- **What the exercise asks**: Copy each of the following items word for word, reproducing every line unchanged.

- **Data entries**:
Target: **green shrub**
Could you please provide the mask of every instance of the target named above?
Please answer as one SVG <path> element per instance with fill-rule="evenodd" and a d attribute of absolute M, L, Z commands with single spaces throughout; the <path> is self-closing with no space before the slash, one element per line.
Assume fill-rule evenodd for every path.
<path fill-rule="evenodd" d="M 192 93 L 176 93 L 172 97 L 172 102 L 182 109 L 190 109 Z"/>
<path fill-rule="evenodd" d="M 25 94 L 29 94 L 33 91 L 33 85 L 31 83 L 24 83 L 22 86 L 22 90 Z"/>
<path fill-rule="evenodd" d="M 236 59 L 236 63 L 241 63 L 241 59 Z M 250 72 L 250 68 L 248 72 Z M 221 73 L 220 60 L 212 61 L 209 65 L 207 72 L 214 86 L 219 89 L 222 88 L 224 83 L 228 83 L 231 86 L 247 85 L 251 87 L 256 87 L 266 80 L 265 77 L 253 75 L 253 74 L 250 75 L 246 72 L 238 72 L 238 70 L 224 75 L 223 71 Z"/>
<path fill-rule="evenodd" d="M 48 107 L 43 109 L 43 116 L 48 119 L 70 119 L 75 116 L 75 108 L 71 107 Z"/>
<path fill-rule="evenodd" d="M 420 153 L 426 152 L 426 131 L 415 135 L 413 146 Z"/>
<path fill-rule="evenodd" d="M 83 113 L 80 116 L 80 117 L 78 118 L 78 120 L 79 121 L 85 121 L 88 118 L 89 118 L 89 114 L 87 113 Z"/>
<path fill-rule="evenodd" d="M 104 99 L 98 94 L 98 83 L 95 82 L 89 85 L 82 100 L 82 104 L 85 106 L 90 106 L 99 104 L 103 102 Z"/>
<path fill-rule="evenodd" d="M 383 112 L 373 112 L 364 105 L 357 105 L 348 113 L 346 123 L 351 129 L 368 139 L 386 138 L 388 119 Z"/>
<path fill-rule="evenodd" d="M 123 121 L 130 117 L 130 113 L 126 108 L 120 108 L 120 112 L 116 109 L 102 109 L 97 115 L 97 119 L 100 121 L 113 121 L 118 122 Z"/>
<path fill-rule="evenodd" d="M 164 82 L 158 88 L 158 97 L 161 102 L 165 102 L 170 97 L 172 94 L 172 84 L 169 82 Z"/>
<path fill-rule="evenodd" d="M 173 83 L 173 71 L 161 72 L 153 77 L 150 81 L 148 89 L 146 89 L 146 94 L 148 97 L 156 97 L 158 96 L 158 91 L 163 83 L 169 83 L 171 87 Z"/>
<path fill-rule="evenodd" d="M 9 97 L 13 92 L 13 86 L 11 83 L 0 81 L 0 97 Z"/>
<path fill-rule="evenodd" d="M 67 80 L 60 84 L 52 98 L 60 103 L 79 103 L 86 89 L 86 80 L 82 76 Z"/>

- **Written solution**:
Target: **green shrub**
Could you please provide the mask of every instance of the target named above?
Please answer as one SVG <path> element per instance with fill-rule="evenodd" and a d attribute of absolute M, L, Z commands with single spaces throughout; the <path> is self-closing with no space before the slash, one element per line.
Assume fill-rule evenodd for every path.
<path fill-rule="evenodd" d="M 192 93 L 176 93 L 172 97 L 172 102 L 182 109 L 190 109 Z"/>
<path fill-rule="evenodd" d="M 25 94 L 29 94 L 33 91 L 33 85 L 31 83 L 24 83 L 22 86 L 22 90 Z"/>
<path fill-rule="evenodd" d="M 236 59 L 236 63 L 241 63 L 241 59 Z M 250 72 L 250 68 L 248 72 Z M 221 73 L 220 60 L 212 61 L 209 65 L 207 72 L 214 86 L 219 89 L 222 88 L 224 83 L 228 83 L 231 86 L 247 85 L 251 87 L 256 87 L 266 80 L 265 77 L 253 75 L 253 74 L 250 75 L 246 72 L 238 72 L 238 70 L 224 75 L 223 71 Z"/>
<path fill-rule="evenodd" d="M 48 107 L 43 109 L 43 116 L 48 119 L 70 119 L 75 116 L 75 108 L 71 107 Z"/>
<path fill-rule="evenodd" d="M 420 153 L 426 152 L 426 131 L 415 135 L 413 146 Z"/>
<path fill-rule="evenodd" d="M 83 113 L 80 116 L 80 117 L 78 118 L 78 120 L 79 121 L 85 121 L 88 118 L 89 118 L 89 114 L 87 113 Z"/>
<path fill-rule="evenodd" d="M 104 99 L 98 94 L 98 83 L 95 82 L 89 85 L 82 100 L 82 104 L 85 106 L 90 106 L 99 104 L 103 102 Z"/>
<path fill-rule="evenodd" d="M 383 112 L 373 112 L 364 105 L 357 105 L 348 113 L 346 123 L 351 129 L 368 139 L 386 138 L 388 119 Z"/>
<path fill-rule="evenodd" d="M 123 121 L 130 117 L 130 113 L 126 108 L 120 108 L 120 112 L 116 109 L 102 109 L 97 115 L 97 119 L 100 121 L 113 121 L 118 122 Z"/>
<path fill-rule="evenodd" d="M 164 82 L 158 88 L 158 97 L 161 102 L 165 102 L 170 97 L 172 94 L 172 84 L 169 82 Z"/>
<path fill-rule="evenodd" d="M 173 83 L 173 71 L 161 72 L 153 77 L 150 81 L 148 89 L 146 89 L 146 94 L 148 97 L 156 97 L 158 96 L 158 91 L 163 83 L 169 83 L 171 87 Z"/>
<path fill-rule="evenodd" d="M 9 97 L 13 92 L 13 86 L 11 83 L 0 81 L 0 97 Z"/>
<path fill-rule="evenodd" d="M 67 80 L 60 84 L 52 98 L 60 103 L 79 103 L 86 89 L 86 80 L 82 76 Z"/>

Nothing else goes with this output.